- ACTION ITEM: Please output the records below word for word and omit the pictures.

- RECORDS FOR THIS EXERCISE:
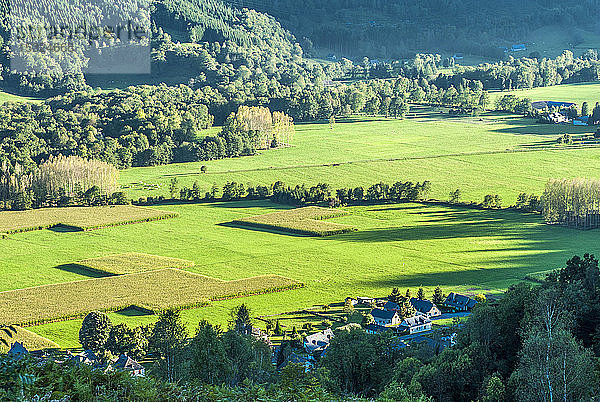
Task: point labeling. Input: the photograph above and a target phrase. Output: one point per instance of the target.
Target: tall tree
(94, 331)
(168, 341)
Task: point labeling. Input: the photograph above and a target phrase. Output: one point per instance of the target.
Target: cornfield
(78, 218)
(153, 291)
(305, 221)
(131, 263)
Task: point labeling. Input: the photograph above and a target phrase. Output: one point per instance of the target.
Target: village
(410, 320)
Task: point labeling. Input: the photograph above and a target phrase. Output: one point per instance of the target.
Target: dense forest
(534, 343)
(398, 29)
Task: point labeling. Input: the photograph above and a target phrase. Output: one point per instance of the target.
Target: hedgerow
(153, 291)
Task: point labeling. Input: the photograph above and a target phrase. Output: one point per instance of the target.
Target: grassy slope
(443, 144)
(397, 245)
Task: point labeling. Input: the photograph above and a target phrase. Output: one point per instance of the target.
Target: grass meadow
(403, 245)
(478, 155)
(132, 263)
(30, 340)
(148, 291)
(309, 221)
(77, 218)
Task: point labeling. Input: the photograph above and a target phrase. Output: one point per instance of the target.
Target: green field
(149, 291)
(309, 221)
(131, 263)
(494, 154)
(404, 245)
(77, 218)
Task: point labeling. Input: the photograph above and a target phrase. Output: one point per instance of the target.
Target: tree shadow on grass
(259, 229)
(134, 311)
(83, 270)
(60, 228)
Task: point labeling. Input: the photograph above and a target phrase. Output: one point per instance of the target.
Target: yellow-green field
(132, 263)
(395, 245)
(153, 291)
(308, 221)
(30, 340)
(491, 154)
(77, 218)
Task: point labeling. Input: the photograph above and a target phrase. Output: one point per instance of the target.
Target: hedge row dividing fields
(152, 291)
(132, 263)
(308, 221)
(78, 218)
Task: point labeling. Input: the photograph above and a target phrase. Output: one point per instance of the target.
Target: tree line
(572, 202)
(533, 343)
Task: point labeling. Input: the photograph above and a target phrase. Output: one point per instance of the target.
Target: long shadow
(82, 270)
(60, 228)
(258, 229)
(133, 311)
(455, 223)
(241, 204)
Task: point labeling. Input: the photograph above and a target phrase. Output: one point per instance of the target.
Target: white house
(385, 318)
(416, 324)
(319, 341)
(458, 302)
(126, 363)
(425, 307)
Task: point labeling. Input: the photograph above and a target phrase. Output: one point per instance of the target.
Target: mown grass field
(478, 156)
(403, 245)
(132, 263)
(577, 93)
(153, 291)
(309, 221)
(77, 218)
(30, 340)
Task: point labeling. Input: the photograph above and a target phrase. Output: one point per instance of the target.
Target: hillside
(394, 29)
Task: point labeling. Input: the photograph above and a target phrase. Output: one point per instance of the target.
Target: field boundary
(308, 221)
(151, 292)
(377, 160)
(86, 228)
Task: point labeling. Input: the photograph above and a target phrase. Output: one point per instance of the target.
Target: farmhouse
(416, 324)
(17, 350)
(318, 342)
(126, 363)
(86, 357)
(541, 105)
(458, 302)
(256, 333)
(391, 306)
(365, 300)
(385, 318)
(425, 307)
(376, 329)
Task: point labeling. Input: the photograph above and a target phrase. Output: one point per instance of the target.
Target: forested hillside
(393, 29)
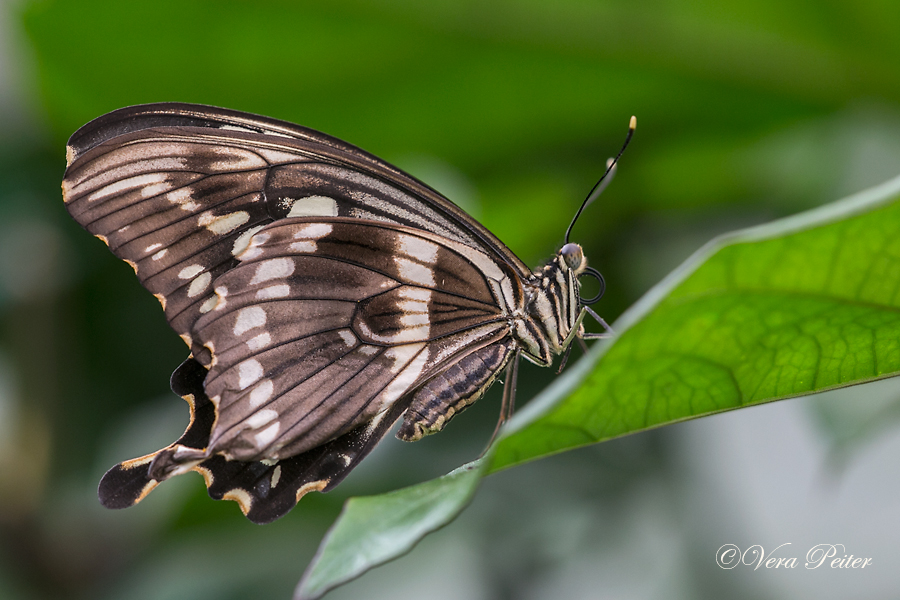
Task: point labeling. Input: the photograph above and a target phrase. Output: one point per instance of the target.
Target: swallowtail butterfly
(323, 293)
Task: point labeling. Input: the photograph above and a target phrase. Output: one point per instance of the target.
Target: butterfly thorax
(551, 305)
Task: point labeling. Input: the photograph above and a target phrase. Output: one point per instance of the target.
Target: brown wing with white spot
(177, 189)
(325, 324)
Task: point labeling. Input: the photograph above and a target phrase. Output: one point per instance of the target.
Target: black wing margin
(264, 491)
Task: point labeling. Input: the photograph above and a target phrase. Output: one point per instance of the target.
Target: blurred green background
(747, 111)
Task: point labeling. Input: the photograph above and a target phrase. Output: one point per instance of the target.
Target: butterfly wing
(264, 491)
(204, 204)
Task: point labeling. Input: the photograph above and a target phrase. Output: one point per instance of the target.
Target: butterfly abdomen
(453, 390)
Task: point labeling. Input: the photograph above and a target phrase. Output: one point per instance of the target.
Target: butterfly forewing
(318, 287)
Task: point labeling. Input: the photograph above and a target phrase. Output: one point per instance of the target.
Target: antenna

- TASK OUTPUT:
Task: point labeling. Input: the photograph above and a target phrase. Output: one point per instance of the target.
Target: tall tree
(94, 331)
(168, 341)
Task: point labeling. Input: the photograph above and a target phrase. Output: one point per instance of the target.
Target: cornfield
(78, 218)
(153, 291)
(305, 221)
(131, 263)
Task: point labeling. Input: the photograph above and a target phrase. Output: one point per instance of the target.
Target: village
(410, 320)
Task: point labeling. Input: the photograph above and a target phrase. Output: one point per instance of the target.
Target: dense forest
(534, 343)
(398, 29)
Task: point labeling. Input: the photograph above and a target phrase. Output: one point per instance of the target.
Target: hedgerow
(153, 291)
Task: point labeling. Input: the photograph above and a target phrase. Output: one point per instance of the target.
Target: grassy slope
(443, 144)
(397, 245)
Task: point labeling. Input: the photograph above and a target phrase. Output: one point per instance of the target.
Target: grass meadow
(403, 245)
(478, 155)
(132, 263)
(30, 340)
(148, 291)
(309, 221)
(77, 218)
Task: point labeling. Input: the photograph above and a target phrase. Output: one point per instance of the target.
Target: green field
(149, 291)
(309, 221)
(131, 263)
(494, 154)
(404, 245)
(77, 218)
Task: point labeling. Input: the photograph above and a target phrase. Output: one point per instance of the target.
Target: tree shadow on grass
(259, 229)
(134, 311)
(83, 270)
(60, 228)
Task: point labeling. Input: the photograph above and a target phrase. Output: one point per instance of the target.
Target: yellow-green field
(132, 263)
(395, 245)
(153, 291)
(308, 221)
(30, 340)
(491, 154)
(77, 218)
Task: point labeling. Input: the photograph above and a target phrase. Output: one point per instance of the target.
Target: hedge row dividing fields
(152, 291)
(132, 263)
(308, 221)
(78, 218)
Task: point labeling. Input: the photograph above and a target phrase. Output: one point per instance of the target.
Target: tree line
(572, 202)
(533, 343)
Task: point labeling. Input: the photograph above and a target phrase. Output: one point per instance of the target.
Target: long shadow
(82, 270)
(60, 228)
(258, 229)
(133, 311)
(455, 223)
(241, 204)
Task: point labeling. Input: the photograph above and a target phrase. Output: one point per instance of the target.
Target: white house
(385, 318)
(416, 324)
(319, 341)
(458, 302)
(126, 363)
(425, 307)
Task: point labeling. Input: the photograph above and a target phrase. Output: one point per instance of the target.
Target: mown grass field
(478, 156)
(403, 245)
(132, 263)
(577, 93)
(153, 291)
(309, 221)
(77, 218)
(30, 340)
Task: point labeling. Input: the photograph above and a target phrase. Output: one point per instance of the target.
Target: hillside
(394, 29)
Task: point labeling. Input: the photograph above and a target phrase. Output: one point per instance of the target.
Target: field boundary
(308, 221)
(151, 292)
(377, 160)
(86, 228)
Task: point labeling. Input: the photograph above and a target phrase. Output: one point per instance of the target.
Target: farmhouse
(416, 324)
(17, 350)
(318, 342)
(126, 363)
(86, 357)
(541, 105)
(458, 302)
(256, 333)
(391, 306)
(365, 300)
(385, 318)
(425, 307)
(376, 329)
Task: point labeling. Input: the photograph above and a target phrase. Output: one point per instance of the target.
Target: forested hillside
(393, 29)
Task: point labeling. Input: the photograph above and a target phrase. Output: one point per instance of the target.
Target: swallowtail butterfly
(323, 293)
Task: point labeling. Input: the photograph above and a target phrase. Output: one point per instance of the target.
Target: butterfly thorax
(551, 305)
Task: point labeling. Input: the photograph above and a target phrase. Output: one point per instance of the target.
Target: brown wing with white spot
(177, 189)
(325, 324)
Task: point labeling. Input: the photograph above and a target phrase. Output: one point per instance of the target.
Target: black wing margin
(264, 491)
Task: point labeling. Input: the photograph above and a target phrase. Output: one point per instance of the target.
Target: blurred green background
(747, 111)
Task: point labeling. Input: the photograph above and a target phrase. Output: one point per instance of the target.
Target: butterfly wing
(264, 491)
(204, 204)
Task: point labeling. Input: the photograph above and a target phrase. Output: one point per instance of the target.
Target: butterfly abdomen
(453, 390)
Task: point labeling. Input: the photograph above and a target phrase. Output: one point per instance of the target.
Target: butterfly forewing
(318, 287)
Task: point labeling. Input: the photograph above and a target phrase. Output: one point per instance of the target.
Target: antenna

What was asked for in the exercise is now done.